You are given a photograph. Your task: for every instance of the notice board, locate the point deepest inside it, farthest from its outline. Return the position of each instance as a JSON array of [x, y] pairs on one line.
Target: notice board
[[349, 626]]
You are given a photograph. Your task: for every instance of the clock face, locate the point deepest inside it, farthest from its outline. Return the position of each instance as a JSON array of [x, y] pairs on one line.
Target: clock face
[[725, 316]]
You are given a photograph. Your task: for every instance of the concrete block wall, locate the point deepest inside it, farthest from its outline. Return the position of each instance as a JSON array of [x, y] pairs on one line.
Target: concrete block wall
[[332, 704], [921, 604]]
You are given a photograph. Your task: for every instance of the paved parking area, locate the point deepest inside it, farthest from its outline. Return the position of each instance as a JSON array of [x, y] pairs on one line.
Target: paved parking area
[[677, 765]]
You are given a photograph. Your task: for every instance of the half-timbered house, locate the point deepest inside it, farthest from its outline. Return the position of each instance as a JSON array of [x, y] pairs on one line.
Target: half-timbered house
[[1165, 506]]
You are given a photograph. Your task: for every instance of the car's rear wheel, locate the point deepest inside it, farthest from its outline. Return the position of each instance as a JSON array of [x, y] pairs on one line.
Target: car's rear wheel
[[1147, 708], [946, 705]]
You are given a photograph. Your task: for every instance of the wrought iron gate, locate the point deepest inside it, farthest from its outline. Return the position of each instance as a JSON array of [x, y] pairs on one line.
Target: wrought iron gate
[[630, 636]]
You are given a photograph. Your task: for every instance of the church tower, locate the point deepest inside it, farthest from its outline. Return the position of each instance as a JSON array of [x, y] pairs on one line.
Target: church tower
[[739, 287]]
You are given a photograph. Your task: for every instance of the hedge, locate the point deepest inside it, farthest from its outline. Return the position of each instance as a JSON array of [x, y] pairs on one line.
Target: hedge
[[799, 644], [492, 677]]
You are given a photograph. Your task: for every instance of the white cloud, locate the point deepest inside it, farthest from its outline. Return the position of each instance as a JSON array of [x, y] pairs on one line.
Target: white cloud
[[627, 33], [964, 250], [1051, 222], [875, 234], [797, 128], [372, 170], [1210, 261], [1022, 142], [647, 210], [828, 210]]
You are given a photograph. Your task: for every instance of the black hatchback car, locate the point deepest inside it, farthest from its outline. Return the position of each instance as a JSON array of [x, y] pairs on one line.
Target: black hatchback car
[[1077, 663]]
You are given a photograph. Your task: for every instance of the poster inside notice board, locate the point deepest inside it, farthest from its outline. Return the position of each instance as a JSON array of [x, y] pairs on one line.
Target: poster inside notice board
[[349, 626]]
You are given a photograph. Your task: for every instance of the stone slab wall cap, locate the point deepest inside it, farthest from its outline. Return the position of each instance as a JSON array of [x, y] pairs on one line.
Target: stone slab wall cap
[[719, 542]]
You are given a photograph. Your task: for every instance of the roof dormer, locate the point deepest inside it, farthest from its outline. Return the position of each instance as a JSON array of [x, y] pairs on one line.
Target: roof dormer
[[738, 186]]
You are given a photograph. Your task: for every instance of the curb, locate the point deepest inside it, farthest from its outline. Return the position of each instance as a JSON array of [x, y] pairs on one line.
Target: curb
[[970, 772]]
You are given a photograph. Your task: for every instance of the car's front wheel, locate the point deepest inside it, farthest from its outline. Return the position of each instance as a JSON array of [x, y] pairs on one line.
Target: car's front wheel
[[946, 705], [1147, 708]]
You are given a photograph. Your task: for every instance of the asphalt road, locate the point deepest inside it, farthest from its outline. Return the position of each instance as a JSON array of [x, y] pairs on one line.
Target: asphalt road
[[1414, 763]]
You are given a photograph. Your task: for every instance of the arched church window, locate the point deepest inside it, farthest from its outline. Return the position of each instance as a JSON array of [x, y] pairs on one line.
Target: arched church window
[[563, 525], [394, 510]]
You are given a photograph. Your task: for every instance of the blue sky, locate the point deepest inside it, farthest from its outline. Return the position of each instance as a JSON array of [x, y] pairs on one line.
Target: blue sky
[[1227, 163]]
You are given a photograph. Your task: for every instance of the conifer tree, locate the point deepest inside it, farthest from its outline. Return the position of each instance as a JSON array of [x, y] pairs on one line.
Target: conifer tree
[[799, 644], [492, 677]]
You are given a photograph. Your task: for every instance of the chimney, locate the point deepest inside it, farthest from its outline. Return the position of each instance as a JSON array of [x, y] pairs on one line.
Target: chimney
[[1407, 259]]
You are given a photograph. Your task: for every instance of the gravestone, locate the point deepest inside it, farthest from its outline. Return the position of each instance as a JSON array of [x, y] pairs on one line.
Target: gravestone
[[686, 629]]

----------

◆ TASK DETAILS ◆
Would you please output every record again, exactly?

◆ ANSWER SPACE ◆
You are given a photograph. Your task: for every instance of the notice board, locate the point deepest inside it, farthest from its outline. Return the position of each instance as a JSON array of [x, y] pairs on one line.
Target: notice board
[[349, 626]]
You are given a photograph. Your task: for every instance of the clock face, locate the point deepest inside it, farthest from its outline. Return the position of each instance as a JSON array of [x, y] pairs on one line.
Target: clock face
[[725, 316]]
You are given a photograph. Your task: for every instance of the concrete block wall, locate the point deepest inside it, farthest from its outline. Return the position of each instance as a JSON array of [x, y] pairs on one line.
Target: concrete block wall
[[332, 704], [921, 604]]
You are given a photograph. Your task: for every instance of the paved parking area, locate the point deepest inside it, farthest from its outline. Return the position of each instance as a JSON array of [x, y] pairs on one line.
Target: paved parking area
[[677, 765]]
You are given a photograph. Your task: for every instance of the half-timbered house, locate the point deepest inside it, farthest from its outline. Return the position of each instance as a JSON array of [x, y] pairs on one line.
Target: half-timbered house
[[1165, 506]]
You are given a photograph. Your task: for every instance of the car's rear wheel, locate the point deepest inside it, farthest from its outline. Return the position of each instance as a JSON array of [x, y] pairs on one line.
Target: car's rear wheel
[[1147, 708], [946, 705]]
You are given a photograph. Your task: for every instance of the wrought iron gate, locate the point deepest inside it, farthest from its outline. Return the position of each instance as a JSON array of [x, y] pairs on one line.
Target: wrought iron gate
[[630, 636]]
You are given a photograph. Your task: for every instance of the church tower, locate the point deepest inside it, farthest from its outline. Return the position of each instance as a JSON array of [x, y] pairs on one line.
Target: church tower
[[739, 287]]
You are given a photograph. Your task: for every instance of the hedge, locate the point deepest inside it, farthest from its outline. Return the position of each instance as a JSON array of [x, y] pairs on one line.
Target: hedge
[[799, 644], [492, 677]]
You are given a photograph. Your task: for every instance of the white cloud, locate the point deepest inside it, farthest from its outline. Return the position of each instance as a JSON array of [x, y] pairs on one line.
Target: white cloud
[[627, 33], [964, 250], [1051, 222], [875, 234], [797, 128], [372, 170], [1210, 261], [1022, 142], [647, 210], [828, 210]]
You are given a photograph. Your task: for every instance of the black hatchback car, locate the point deepest inside it, farthest from its outline. Return the position of each instance as a JSON array of [x, y] pairs on one line.
Target: black hatchback car
[[1077, 663]]
You are given a photograph. Your task: for every instance of the poster inside notice board, locate the point deepest inside it, farthest from its outline. Return the position of each instance as a JSON array of [x, y] pairs on one line.
Target: poster inside notice board
[[349, 626]]
You are given a photograph. Your task: for every instance of the stone slab wall cap, locate the point deepest inside it, farthest from its outline. Return the position of each instance as a JSON array of [x, y] pairs on one line.
Target: stone slab wall cap
[[719, 542]]
You are given a photograph. Your task: for every instance of the roof dormer, locate the point deepest inside it, farthest from its outline. Return the position of each instance as a JSON array of [x, y] pairs on one line.
Target: roof dormer
[[738, 186]]
You are given a photograph. Your task: for every instance of the curb, locate the point deepest inside it, farthest from its outline. Return the position of each instance as a JSON array of [x, y] pairs on one line.
Target: curb
[[970, 772]]
You are given a photograph. Your task: for every instance of the car's front wheel, locate the point deepest inside it, farthest from its outline. Return the position of each instance as a JSON array of [x, y] pairs on one line.
Target: car's front wheel
[[946, 705], [1147, 708]]
You are given a photograph. Your task: for every instance of the asphalt road, locate the point deepest inside it, farthest from its outline. Return the position of each instance as a JSON array of [x, y] pairs on one line.
Target: asphalt road
[[1414, 763]]
You are given a photograph. Your task: for every instance of the arched church window, locate the point deepest inside it, farthest from its outline. Return the position of each instance as a JSON array of [x, y] pairs on one line.
Target: arched church window
[[563, 525], [394, 510]]
You are given a photograph. Your task: for every instance of the blue sky, locate the point deepest inside it, farthest from its outline. Return the position of each instance as a JSON array of [x, y] pairs on one line.
Target: blue sky
[[1227, 163]]
You are given a photograph. Your task: for every instance of the conifer tree, locate the point deepest inside it, farthest from its outline. Return the position of each instance as a JSON array of [x, y] pairs on one line.
Target: conifer tree
[[799, 644], [492, 677]]
You are given a photograph. Your task: for every instance of the chimney, locate the point deepest inside it, farthest from its outline. Return the position of each instance as a JSON array of [x, y] pairs on one line.
Target: chimney
[[1407, 259]]
You are given a photograph. Your task: for every instance of the gravestone, locate the point deepest inside it, farthest from its outline. Return the position of each instance as a JSON array of [x, y] pairs on one line.
Target: gravestone
[[686, 629]]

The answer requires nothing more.